Copy every line of the material below word for word, adding nothing and leaving nothing out.

═══ DATA LINES

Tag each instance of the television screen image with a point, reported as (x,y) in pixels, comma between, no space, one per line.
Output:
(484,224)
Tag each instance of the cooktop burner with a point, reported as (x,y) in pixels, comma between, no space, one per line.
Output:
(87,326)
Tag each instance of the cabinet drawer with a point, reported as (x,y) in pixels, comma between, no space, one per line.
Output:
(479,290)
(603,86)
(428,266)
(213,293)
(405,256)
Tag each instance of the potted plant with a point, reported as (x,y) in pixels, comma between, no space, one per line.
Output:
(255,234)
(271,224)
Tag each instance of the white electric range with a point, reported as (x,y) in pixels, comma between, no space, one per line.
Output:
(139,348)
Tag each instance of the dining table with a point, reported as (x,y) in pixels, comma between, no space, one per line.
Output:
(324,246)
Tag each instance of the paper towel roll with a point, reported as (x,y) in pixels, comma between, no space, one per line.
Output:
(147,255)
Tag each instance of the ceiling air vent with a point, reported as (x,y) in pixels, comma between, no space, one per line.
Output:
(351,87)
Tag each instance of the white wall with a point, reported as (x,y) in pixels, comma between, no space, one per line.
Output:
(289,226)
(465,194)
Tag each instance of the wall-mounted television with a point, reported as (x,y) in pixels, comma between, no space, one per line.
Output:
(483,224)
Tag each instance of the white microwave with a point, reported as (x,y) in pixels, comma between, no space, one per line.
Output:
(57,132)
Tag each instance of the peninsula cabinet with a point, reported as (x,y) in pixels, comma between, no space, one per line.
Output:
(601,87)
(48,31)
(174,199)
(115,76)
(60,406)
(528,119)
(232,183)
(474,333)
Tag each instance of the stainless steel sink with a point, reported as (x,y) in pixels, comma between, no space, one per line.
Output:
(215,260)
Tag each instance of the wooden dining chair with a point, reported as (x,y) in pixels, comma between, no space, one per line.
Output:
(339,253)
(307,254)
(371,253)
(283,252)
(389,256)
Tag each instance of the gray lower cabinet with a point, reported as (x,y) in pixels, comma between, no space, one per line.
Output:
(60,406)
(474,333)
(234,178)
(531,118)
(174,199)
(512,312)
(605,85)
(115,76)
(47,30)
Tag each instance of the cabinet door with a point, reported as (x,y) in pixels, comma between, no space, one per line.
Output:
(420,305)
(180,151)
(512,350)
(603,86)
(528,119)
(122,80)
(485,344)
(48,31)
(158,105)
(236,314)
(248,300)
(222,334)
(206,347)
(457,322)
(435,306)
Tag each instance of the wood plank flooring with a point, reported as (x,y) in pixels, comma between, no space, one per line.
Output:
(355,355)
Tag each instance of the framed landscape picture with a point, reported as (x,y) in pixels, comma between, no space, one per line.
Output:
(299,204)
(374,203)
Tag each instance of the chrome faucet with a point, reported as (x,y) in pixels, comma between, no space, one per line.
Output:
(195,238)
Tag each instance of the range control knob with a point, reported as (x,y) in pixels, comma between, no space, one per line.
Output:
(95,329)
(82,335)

══════

### EXPECTED ANSWER
Tag each instance of the television screen image with a point, reported as (x,y) in pixels, comma between, no space, one per line.
Output:
(484,224)
Tag each instance of the cooktop burner with a point, reported as (x,y) in pixels, comma between, no space, one per line.
Output:
(87,326)
Tag each instance of the cabinet drawer with a point, reported as (x,y) in pixels, comma between, no space, one per line.
Output:
(479,290)
(603,86)
(428,266)
(213,293)
(405,256)
Tag each instance of the potted plant with a point, reported as (x,y) in pixels, comma between, no space, one per line.
Output:
(255,234)
(271,224)
Tag each instance of the white electric range with a point, reported as (x,y) in pixels, comma between, no space, one per line.
Output:
(139,348)
Tag each instance of the dining table with a point, reported as (x,y) in pixels, comma between, no space, one per line.
Output:
(324,246)
Tag each instance of the paper towel roll with a point, reported as (x,y) in pixels, comma between, no space, one per line.
Output:
(147,255)
Tag each instance of the ceiling air vent with a point, reported as (x,y) in pixels, comma between, no space, one per line.
Output:
(351,87)
Tag each instance of the white wall with a point, reported as (x,y) in pixels, comma between, no space, one per line.
Output:
(289,226)
(465,194)
Tag each instance of the wall-mounted television with a point, reported as (x,y) in pixels, comma between, no space, one per line.
Output:
(483,224)
Tag each instance of the white microwave with a point, reported as (x,y) in pixels, comma between, no space, one per line.
Output:
(57,132)
Tag each instance of the peninsula cabinet with a point, reported as (x,y) in pixels, comma between, no space, one per line.
Output:
(601,87)
(48,31)
(174,199)
(115,76)
(60,406)
(528,119)
(232,183)
(474,333)
Tag each instance of the stainless steel sink with a point, reported as (x,y) in pixels, comma between, no space, one per line.
Output:
(215,260)
Tag each instance of the wooden dining chair with a point, reported as (x,y) in pixels, comma between, no space, one per line.
Output:
(339,253)
(307,254)
(371,253)
(283,252)
(389,256)
Tag each instance of the gray lower cabinet with a point, reported as (x,y) in pixels, comma between, no space, one per line.
Output:
(60,406)
(474,333)
(234,178)
(531,118)
(174,199)
(512,312)
(605,85)
(115,76)
(47,30)
Tag each instance of the cabinet door with a point, reported as (x,y) in pixels, comma between, no space, one per line.
Output:
(420,305)
(180,151)
(512,350)
(603,86)
(528,119)
(122,80)
(485,344)
(48,31)
(158,105)
(236,314)
(248,300)
(222,334)
(206,347)
(457,322)
(435,306)
Tag each instance of the wood plank flooring with a point, reported as (x,y) in pixels, comma between, no space, one per line.
Output:
(355,355)
Tag each instance of the framed landscape picture with a point, reported as (x,y) in pixels, comma between, no space, one per line.
Output:
(299,204)
(374,203)
Tag each instance of the chrome faucet with a point, reported as (x,y) in pixels, comma between, no space, one per line.
Output:
(195,238)
Tag each instance of the range control knob with a point, reported as (x,y) in pixels, comma between, no space, one per line.
Output:
(95,329)
(82,335)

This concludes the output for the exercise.